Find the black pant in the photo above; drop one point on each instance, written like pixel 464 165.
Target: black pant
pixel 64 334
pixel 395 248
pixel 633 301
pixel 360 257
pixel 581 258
·····
**PROBLEM DETAILS:** Each line in the listing is to be returned exactly.

**COMPLETED TASK:**
Find the black pant in the photo above; drop one point on each instance, written like pixel 464 165.
Target: black pant
pixel 64 334
pixel 395 248
pixel 633 301
pixel 360 257
pixel 581 258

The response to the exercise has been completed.